(Consignes de l'exercice):
- 1) Recopiez fidèlement le passage du récit de voyage en Bolivie situé entre « De nombreuses femmes, les » et « tenue si sophistiquée. », ces deux bornes comprises.
- 2) Répondez brièvement aux questions suivantes d'après le récit de voyage en Bolivie.
(a) Quelle est la superficie du Salar de Uyuni ?
(b) Quelle température nocturne le briefing de l'agence annonce-t-il ?
(c) Quel nom porte le petit chapeau rond des Cholas ?
- 3) Indiquez si chacune des affirmations suivantes concorde avec le récit de voyage en Bolivie, en répondant par oui ou par non et en citant les mots décisifs du récit.
(a) L'excursion choisie dure quatre jours.
(b) La Bolivie figurait dès le départ sur le trajet prévu.
(c) Le Salar se trouve à 3700 m d'altitude.

Au gré de nos rencontres, nous avons souvent entendu parler du spectaculaire Salar de Uyuni, le plus grand lac de sel de la planète (10500 km²!). Sur un coup de tête, nous avons décidé de traverser la frontière en direction de la Bolivie, jusqu’à Tupiza. Ce pays n’était pas « prévu » sur notre trajet, mais il aurait été vraiment dommage de ne pas nous aventurer dans cette région. À chaque franchissement de frontière, nos oreilles se font à un nouvel accent. Nous devons convertir une nouvelle monnaie, cette fois ce sont les Bolivianos (BOB). Nos premières impressions de la Bolivie tranchent complètement avec le Chili ou l’Argentine. Les routes sont cabossées, les marchés désorganisés, les habitations plus simples et la ville de Tupiza fourmille de tuk-tuks qui klaxonnent de partout !
De nombreuses femmes, les « Cholas », perpétuent les traditions Aymara de l’Altiplano bolivien. Elles portent une tenue traditionnelle, constituée d’une grande robe à volants, d’épais collants, d’un aguayo (foulard rectangulaire porté sur le dos), et du fameux bombin, un tout petit chapeau rond porté très haut sur la tête. Leurs longues tresses sont fermées par une attache en laine ou en dentelle colorée. On se demandait souvent combien de temps elles pouvaient bien mettre à se préparer pour cette tenue si sophistiquée.
Nous nous sommes donc inscrits pour une excursion de quatre jours, ne souhaitant pas imposer ce trajet à Amunche. Nous avons su que c’était une bonne idée en voyant les routes que nous avons franchies, et le sel qui détériore les carrosseries. Cette excursion traverse le fameux Salar situé sur les hauts plateaux (3700m) et la région du Sud-Lipez, qui abrite la magnifique réserve nationale Eduardo Avaroa, de nombreux volcans et des lagunes…
Avant de partir, le briefing à l’agence nous annonce la couleur. Il va faire -10°C la nuit, les logements seront « basiques », et nous allons monter haut et vite en altitude. Il faut prévoir nos sacs de couchage, un maillot de bain (ha bon pourquoi?) et bien sûr toutes les affaires les plus chaudes possible. Interdiction d’oublier ses lunettes de soleil, le sel réfléchit la lumière comme l’océan un beau jour de pêche en Bretagne. Sous cette couche blanche aveuglante sont cachées les plus grandes réserves du monde de lithium.

(Données fournies):
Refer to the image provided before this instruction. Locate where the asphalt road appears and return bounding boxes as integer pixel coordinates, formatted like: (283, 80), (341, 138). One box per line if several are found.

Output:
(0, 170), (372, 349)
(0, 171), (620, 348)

(Réponses attendues):
- 1)
De nombreuses femmes, les « Cholas », perpétuent les traditions Aymara de l’Altiplano bolivien. Elles portent une tenue traditionnelle, constituée d’une grande robe à volants, d’épais collants, d’un aguayo (foulard rectangulaire porté sur le dos), et du fameux bombin, un tout petit chapeau rond porté très haut sur la tête. Leurs longues tresses sont fermées par une attache en laine ou en dentelle colorée. On se demandait souvent combien de temps elles pouvaient bien mettre à se préparer pour cette tenue si sophistiquée.

- 2)
(a) 10500 km².
(b) -10°C.
(c) Le bombin.

- 3)
(a) Oui : « une excursion de quatre jours ».
(b) Non : « Ce pays n’était pas « prévu » sur notre trajet ».
(c) Oui : « le fameux Salar situé sur les hauts plateaux (3700m) ».